- _Ce que vous ferez_
a: Les affirmations suivantes concordent-elles avec l'extrait sur la position d'Emmanuel Macron ? (i) La campagne vaccinale compte 47 millions de doubles doses. (ii) Il faut accorder une confiance totale aux sondages. (iii) Le gouvernement a essuyé des crises pendant quatre ans. Pour chacune, répondez par oui ou par non en citant mot pour mot le passage décisif de l'extrait.
b: Pouvez-vous prolonger l'extrait sur la position d'Emmanuel Macron à partir de sa dernière phrase ?

---------- Passage du document

En peu de mois, tout peut changer et la position, décidément confortable, d'Emmanuel Macron peut se détériorer. Il ne faut accorder qu'une confiance prudente aux sondages, même s'ils répètent à l'envi que le président sortant obtiendra un second mandat. Il demeure que, par le passé, peu de candidats ont eu la chance insolente dont il bénéficie. Il est vrai que, en dépit de leurs analyses critiques, de leurs sarcasmes et de leurs quolibets, les partis d'opposition enfoncent des portes ouvertes. Plus ils hurlent à l'incompétence de l'exécutif, plus les résultats de l'action gouvernementale les confondent : non seulement la croissance est forte et l'emploi augmente, mais la campagne vaccinale porte ses fruits avec 47 millions de doubles doses et un recul de la pandémie en France et dans le monde. Le gouvernement a essuyé crise sur crise pendant quatre ans et pourtant il pourra exciper d'une feuille de route positive au moment du bilan et ne manquera pas de le faire.

--------------------
---------- Extrait des données

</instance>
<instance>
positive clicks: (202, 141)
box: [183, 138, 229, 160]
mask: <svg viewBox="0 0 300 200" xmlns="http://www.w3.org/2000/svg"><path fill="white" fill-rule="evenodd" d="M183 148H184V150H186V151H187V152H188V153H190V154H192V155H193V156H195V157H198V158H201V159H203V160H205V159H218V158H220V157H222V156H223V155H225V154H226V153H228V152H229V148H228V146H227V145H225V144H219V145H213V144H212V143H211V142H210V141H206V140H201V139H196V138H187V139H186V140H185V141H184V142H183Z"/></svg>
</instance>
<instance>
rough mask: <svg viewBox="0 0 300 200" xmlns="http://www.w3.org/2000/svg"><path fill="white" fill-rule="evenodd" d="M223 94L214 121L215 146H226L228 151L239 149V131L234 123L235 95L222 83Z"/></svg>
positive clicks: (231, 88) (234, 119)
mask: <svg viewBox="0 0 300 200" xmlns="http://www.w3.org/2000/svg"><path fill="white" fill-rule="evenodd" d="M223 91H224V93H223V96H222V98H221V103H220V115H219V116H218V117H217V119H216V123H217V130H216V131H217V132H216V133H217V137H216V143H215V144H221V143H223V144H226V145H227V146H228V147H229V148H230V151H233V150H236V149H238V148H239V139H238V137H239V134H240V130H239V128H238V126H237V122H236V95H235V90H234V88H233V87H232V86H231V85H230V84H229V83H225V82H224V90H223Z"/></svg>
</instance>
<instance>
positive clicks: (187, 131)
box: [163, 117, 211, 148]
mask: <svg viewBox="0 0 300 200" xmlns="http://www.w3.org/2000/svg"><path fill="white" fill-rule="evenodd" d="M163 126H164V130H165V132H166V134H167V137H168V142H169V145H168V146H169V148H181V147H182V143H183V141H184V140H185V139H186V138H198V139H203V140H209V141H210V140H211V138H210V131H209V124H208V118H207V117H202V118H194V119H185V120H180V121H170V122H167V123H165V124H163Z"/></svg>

--------------------

- _Réponses rédigées_
a:
(i) Oui : « la campagne vaccinale porte ses fruits avec 47 millions de doubles doses ».
(ii) Non : « Il ne faut accorder qu'une confiance prudente aux sondages ».
(iii) Oui : « Le gouvernement a essuyé crise sur crise pendant quatre ans ».

b:
La sinistrose des années 2017-2021 a incité la droite, la gauche, la gauche et les extrêmes à voir midi à leur porte : analyse prématurée, ne serait-ce que parce que le chef de l'État et sa majorité n'allaient pas se laisser faire ausi aisément. L'affaiblissement du pouvoir leur a fait croire qu'il leur suffisait que le fruit fût assez mûr pour tomber de l'arbre, mais ils ont tous partagé cet optimisme beaucoup trop tôt et, tandis qu'ils avancent des projets « novateurs », ils ne se rendent pas compte que, dans la bagarre contre la subversion et le Covid, l'exécutif a fini par marquer des points.
Le pessimisme n'est pas un argument
La France est divisée, l'extrême droite et l'extrême gauche sont devenues des partis dominants, mais insensibles à la volonté de la majorité des Français qui réclame la paix et la sérénité. Une perplexité idéologique sans précédent a frappé l'électorat : d'une part, il n'est pas certain qu'il y ait la moindre vérité dans le tableau sinistre que dressent du pays les partis extrémistes, tableau qui constitue l'axe de leur programme : ça va si mal qu'il faut tout changer ; d'autre part, le public s'aperçoit qu'avec un peu de patience on peut maîtriser l'adversité.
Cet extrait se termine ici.